EXERCISE REQUIREMENTS:
Can you rewrite the lines from the very first one through the line holding "109L157 103L146 138L136", both ends included, as a Markdown table with the columns Row and Line, leaving out any blank lines?

DATA LINES:
<<<<

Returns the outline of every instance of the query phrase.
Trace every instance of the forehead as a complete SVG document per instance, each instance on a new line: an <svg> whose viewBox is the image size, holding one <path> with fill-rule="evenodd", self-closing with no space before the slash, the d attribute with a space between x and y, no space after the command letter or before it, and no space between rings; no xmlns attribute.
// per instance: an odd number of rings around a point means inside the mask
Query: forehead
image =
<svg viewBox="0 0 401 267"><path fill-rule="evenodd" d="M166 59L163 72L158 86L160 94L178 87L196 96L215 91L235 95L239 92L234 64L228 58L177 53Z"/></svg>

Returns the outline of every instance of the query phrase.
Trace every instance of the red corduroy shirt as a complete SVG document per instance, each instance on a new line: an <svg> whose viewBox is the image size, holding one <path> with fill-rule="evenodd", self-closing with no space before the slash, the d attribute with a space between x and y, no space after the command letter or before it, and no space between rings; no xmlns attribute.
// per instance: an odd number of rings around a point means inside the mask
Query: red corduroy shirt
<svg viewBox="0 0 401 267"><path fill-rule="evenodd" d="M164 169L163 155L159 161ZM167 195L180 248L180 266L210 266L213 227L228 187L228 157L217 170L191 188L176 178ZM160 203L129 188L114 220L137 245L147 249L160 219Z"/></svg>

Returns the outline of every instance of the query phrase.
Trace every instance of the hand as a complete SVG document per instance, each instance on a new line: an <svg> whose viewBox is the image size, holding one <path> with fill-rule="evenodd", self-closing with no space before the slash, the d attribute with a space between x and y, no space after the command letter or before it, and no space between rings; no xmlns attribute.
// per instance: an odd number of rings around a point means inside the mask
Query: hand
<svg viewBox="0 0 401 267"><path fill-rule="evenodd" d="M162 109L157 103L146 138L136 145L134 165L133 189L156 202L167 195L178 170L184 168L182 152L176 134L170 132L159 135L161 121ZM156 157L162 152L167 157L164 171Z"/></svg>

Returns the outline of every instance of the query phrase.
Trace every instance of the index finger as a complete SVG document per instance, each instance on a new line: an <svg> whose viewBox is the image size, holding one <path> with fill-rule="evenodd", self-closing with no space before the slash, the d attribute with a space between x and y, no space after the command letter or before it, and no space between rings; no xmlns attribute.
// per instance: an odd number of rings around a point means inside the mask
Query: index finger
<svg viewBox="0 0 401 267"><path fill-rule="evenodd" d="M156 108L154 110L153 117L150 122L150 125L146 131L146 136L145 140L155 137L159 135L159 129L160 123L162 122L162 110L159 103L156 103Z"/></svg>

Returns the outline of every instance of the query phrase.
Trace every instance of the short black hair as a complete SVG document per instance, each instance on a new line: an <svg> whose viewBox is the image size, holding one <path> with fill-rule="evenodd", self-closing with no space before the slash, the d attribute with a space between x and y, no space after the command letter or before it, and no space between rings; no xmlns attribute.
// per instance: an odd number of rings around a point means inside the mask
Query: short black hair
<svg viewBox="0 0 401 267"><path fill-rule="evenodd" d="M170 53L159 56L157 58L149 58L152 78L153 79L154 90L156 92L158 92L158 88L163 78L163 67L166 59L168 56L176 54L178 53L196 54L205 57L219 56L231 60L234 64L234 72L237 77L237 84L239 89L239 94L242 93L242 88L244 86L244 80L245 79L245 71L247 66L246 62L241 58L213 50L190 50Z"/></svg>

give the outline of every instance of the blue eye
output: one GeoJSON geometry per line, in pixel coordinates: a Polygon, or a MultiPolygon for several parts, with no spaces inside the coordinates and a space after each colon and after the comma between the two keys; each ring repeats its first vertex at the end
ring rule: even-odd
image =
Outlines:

>>>>

WORKED ANSWER:
| Row | Line |
|---|---|
| 1 | Returns the outline of every instance of the query phrase. |
| 2 | Trace every instance of the forehead as a complete SVG document per instance, each instance on a new line: an <svg> whose viewBox is the image size, holding one <path> with fill-rule="evenodd", self-closing with no space before the slash, the d attribute with a space between x and y, no space after the command letter or before it, and no space between rings; no xmlns attribute. |
| 3 | // per instance: an odd number of rings around a point means inside the mask |
| 4 | Query: forehead |
| 5 | image = |
| 6 | <svg viewBox="0 0 401 267"><path fill-rule="evenodd" d="M166 59L163 72L158 86L160 94L178 87L196 96L215 91L235 95L239 92L234 64L228 58L177 53Z"/></svg> |
| 7 | Returns the outline of every instance of the query phrase. |
| 8 | Trace every instance of the red corduroy shirt as a complete SVG document per instance, each instance on a new line: an <svg> whose viewBox is the image size, holding one <path> with fill-rule="evenodd", self-closing with no space before the slash, the d attribute with a space between x and y, no space after the command letter or before it, and no space between rings; no xmlns attribute. |
| 9 | // per instance: an odd number of rings around a point means inside the mask |
| 10 | Query: red corduroy shirt |
| 11 | <svg viewBox="0 0 401 267"><path fill-rule="evenodd" d="M164 169L163 155L159 161ZM167 195L180 248L180 266L210 266L213 227L228 187L228 157L217 170L191 188L176 178ZM160 203L129 188L114 220L137 245L147 249L160 219Z"/></svg> |
| 12 | Returns the outline of every instance of the query phrase. |
| 13 | Trace every instance of the hand as a complete SVG document per instance, each instance on a new line: an <svg> whose viewBox is the image size, holding one <path> with fill-rule="evenodd", self-closing with no space before the slash, the d attribute with a space between x and y, no space after the command letter or before it, and no space between rings; no xmlns attribute. |
| 14 | // per instance: an odd number of rings around a point means inside the mask |
| 15 | Query: hand |
| 16 | <svg viewBox="0 0 401 267"><path fill-rule="evenodd" d="M162 109L157 103L146 138L136 145L134 165L133 189L156 202L167 195L178 170L184 168L182 152L176 134L170 132L159 135L161 121ZM156 157L162 152L167 157L164 171Z"/></svg> |